** Begin TASK MATERIAL **
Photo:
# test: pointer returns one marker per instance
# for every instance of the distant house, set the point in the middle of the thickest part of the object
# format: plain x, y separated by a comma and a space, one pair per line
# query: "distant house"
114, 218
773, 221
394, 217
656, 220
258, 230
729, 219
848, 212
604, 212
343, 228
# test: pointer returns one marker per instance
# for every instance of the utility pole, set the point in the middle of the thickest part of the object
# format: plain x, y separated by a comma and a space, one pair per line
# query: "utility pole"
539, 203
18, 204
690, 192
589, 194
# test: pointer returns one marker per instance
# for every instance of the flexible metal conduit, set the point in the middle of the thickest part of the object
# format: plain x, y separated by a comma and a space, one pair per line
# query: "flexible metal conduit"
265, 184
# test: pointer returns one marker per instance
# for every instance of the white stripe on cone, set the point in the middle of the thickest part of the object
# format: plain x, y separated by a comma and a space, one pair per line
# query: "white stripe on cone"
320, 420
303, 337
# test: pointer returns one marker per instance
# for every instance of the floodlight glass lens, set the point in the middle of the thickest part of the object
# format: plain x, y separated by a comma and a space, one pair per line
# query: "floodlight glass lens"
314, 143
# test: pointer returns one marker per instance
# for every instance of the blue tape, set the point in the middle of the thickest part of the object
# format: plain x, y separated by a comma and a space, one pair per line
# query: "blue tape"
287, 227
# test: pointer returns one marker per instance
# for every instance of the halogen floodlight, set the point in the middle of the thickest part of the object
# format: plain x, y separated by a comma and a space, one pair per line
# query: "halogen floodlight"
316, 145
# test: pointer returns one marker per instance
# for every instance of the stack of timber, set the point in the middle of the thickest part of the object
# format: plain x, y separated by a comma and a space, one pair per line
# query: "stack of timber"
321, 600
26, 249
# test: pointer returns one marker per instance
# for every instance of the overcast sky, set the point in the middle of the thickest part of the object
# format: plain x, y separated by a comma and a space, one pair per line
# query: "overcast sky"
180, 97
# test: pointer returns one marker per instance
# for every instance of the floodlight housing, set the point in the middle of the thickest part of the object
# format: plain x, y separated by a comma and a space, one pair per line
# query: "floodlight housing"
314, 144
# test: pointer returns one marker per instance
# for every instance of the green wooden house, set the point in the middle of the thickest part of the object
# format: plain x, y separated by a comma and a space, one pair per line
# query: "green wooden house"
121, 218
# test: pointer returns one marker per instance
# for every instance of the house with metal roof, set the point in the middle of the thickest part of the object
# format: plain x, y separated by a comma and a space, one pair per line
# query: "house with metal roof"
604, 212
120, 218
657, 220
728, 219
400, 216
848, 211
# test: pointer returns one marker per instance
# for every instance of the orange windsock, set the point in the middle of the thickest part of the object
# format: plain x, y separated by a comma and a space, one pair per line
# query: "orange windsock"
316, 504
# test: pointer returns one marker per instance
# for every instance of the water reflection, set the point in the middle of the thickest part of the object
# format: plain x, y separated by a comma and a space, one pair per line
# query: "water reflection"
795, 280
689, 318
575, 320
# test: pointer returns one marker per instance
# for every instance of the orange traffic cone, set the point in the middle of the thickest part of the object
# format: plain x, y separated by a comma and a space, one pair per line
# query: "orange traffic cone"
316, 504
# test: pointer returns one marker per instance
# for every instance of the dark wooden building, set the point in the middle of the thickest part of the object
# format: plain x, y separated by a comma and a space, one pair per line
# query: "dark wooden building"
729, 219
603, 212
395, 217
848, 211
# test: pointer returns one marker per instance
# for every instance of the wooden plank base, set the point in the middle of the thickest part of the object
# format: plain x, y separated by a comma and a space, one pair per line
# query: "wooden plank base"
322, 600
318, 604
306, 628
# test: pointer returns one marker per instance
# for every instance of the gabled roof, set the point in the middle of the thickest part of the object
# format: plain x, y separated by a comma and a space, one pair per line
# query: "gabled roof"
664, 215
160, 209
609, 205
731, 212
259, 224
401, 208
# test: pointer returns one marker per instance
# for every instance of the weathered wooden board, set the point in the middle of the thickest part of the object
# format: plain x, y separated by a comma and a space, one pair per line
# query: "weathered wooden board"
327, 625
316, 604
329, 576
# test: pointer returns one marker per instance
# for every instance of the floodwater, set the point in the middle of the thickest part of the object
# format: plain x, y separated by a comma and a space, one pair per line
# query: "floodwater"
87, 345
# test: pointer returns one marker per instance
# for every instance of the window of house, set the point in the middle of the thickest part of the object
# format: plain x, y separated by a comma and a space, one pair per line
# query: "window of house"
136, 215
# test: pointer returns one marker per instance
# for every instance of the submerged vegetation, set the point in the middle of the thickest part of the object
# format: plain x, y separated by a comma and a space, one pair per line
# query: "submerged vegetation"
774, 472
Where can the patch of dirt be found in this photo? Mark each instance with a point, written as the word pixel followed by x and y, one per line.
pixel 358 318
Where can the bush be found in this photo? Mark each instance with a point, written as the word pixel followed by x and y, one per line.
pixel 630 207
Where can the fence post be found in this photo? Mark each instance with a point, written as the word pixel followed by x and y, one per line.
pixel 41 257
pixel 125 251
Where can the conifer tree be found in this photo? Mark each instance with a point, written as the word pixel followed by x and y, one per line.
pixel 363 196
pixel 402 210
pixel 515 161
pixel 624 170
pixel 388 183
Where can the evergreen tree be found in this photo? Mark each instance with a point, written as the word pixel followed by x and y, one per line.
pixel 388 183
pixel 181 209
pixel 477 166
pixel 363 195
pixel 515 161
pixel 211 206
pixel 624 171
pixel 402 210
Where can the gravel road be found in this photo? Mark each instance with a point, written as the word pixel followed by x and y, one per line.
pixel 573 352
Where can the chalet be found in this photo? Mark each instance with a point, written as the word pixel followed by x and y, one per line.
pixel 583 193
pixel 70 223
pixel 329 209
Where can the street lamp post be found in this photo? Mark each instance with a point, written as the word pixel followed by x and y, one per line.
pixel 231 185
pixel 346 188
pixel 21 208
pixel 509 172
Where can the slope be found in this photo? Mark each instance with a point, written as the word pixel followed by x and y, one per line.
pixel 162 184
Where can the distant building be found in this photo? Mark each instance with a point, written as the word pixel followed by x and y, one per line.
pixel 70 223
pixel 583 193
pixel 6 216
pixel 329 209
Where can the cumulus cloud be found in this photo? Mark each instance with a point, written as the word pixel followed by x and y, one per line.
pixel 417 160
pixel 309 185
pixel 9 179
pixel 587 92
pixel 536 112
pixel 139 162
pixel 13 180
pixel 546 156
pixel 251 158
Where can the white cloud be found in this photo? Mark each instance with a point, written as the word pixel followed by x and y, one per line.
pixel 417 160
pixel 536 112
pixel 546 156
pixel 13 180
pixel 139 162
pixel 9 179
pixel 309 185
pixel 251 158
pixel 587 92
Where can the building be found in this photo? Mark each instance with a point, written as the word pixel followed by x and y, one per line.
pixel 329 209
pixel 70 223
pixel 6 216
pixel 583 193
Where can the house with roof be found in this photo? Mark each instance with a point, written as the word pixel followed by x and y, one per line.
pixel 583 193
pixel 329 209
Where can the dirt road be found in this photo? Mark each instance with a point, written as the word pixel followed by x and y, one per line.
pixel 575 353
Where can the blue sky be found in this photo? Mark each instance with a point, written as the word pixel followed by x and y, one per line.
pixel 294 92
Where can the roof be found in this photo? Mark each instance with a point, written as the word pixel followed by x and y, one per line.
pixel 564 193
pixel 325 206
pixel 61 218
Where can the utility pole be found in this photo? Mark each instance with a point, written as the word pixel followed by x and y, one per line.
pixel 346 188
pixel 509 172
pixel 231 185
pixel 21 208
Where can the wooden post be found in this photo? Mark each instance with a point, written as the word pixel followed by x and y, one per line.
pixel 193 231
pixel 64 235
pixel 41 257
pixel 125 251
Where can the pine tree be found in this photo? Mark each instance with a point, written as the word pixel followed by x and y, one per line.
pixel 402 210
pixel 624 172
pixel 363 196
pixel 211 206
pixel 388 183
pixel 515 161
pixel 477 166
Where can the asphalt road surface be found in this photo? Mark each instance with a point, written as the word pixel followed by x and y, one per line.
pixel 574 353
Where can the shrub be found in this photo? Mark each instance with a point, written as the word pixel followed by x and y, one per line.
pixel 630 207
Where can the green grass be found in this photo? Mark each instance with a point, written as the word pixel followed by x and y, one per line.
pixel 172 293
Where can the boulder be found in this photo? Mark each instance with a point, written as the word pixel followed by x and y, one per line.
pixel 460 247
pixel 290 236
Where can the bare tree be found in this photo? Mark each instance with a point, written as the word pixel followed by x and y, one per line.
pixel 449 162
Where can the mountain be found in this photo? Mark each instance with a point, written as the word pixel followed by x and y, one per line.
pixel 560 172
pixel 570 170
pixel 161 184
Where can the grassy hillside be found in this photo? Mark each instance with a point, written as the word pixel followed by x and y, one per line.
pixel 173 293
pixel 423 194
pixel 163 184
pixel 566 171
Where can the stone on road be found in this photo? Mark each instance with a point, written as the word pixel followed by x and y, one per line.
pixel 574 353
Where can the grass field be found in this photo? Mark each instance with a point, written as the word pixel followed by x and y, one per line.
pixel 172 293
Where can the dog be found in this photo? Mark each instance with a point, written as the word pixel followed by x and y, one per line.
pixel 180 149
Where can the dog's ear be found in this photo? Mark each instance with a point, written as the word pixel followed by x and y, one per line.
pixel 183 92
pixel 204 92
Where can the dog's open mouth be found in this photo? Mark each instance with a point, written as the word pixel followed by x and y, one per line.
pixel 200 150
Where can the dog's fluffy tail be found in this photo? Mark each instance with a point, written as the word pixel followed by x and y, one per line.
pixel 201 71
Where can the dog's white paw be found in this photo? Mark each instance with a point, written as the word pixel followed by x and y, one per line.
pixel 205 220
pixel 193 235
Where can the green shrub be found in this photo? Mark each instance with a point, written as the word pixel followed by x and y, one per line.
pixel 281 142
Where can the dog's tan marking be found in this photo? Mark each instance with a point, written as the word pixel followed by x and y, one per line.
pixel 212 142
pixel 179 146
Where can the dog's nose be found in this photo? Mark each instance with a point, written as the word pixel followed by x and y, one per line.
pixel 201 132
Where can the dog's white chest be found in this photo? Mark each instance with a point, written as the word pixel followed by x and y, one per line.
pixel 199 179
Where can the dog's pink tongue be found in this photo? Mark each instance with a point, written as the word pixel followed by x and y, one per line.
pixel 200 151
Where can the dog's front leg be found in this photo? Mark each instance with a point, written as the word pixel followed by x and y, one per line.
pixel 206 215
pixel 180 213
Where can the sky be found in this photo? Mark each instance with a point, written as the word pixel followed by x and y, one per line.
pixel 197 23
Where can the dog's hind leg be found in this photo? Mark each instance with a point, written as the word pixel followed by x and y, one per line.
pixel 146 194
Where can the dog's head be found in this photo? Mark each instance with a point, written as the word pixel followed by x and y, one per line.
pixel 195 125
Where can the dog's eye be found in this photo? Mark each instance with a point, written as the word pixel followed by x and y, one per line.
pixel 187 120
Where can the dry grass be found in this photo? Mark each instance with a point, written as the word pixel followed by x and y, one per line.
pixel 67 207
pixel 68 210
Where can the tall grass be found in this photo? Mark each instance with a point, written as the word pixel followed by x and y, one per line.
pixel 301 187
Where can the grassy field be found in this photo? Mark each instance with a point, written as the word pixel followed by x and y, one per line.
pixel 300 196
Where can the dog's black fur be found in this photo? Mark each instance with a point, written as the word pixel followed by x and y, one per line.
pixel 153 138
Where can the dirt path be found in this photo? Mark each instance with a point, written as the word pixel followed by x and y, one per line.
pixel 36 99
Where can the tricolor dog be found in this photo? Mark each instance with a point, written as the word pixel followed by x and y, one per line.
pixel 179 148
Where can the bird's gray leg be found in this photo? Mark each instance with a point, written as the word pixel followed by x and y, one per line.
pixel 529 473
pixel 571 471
** End TASK MATERIAL **
→ **WHAT THE EXERCISE ASKS**
Render the data above, starting at the line that contains "Where can the dog's white paw" and ending at the line that contains "pixel 197 23", as a Markdown table with the columns Row and Data line, omitting any blank lines.

→ **COMPLETED TASK**
| Row | Data line |
|---|---|
| 1 | Where can the dog's white paw be found in this photo? Mark each instance with a point, written as the word pixel followed by x and y, one per line. |
| 2 | pixel 205 220 |
| 3 | pixel 193 235 |
| 4 | Where can the green shrub be found in this photo? Mark each instance with a point, written as the word pixel followed by x and y, one per line. |
| 5 | pixel 281 142 |
| 6 | Where can the dog's tan marking be found in this photo? Mark each instance with a point, written as the word pixel followed by x and y, one per line. |
| 7 | pixel 212 142 |
| 8 | pixel 179 146 |
| 9 | Where can the dog's nose be found in this photo? Mark each instance with a point, written as the word pixel followed by x and y, one per line. |
| 10 | pixel 201 132 |
| 11 | Where can the dog's white chest be found in this photo? Mark each instance with a point, written as the word pixel followed by x and y, one per line. |
| 12 | pixel 199 179 |
| 13 | Where can the dog's pink tongue be found in this photo? Mark each instance with a point, written as the word pixel followed by x and y, one per line. |
| 14 | pixel 200 151 |
| 15 | Where can the dog's front leg be found in this photo? Mark each instance with a point, written as the word pixel followed by x and y, one per line. |
| 16 | pixel 206 215 |
| 17 | pixel 180 213 |
| 18 | Where can the sky be found in this photo? Mark each instance with a point, written as the word pixel followed by x and y, one per line. |
| 19 | pixel 197 23 |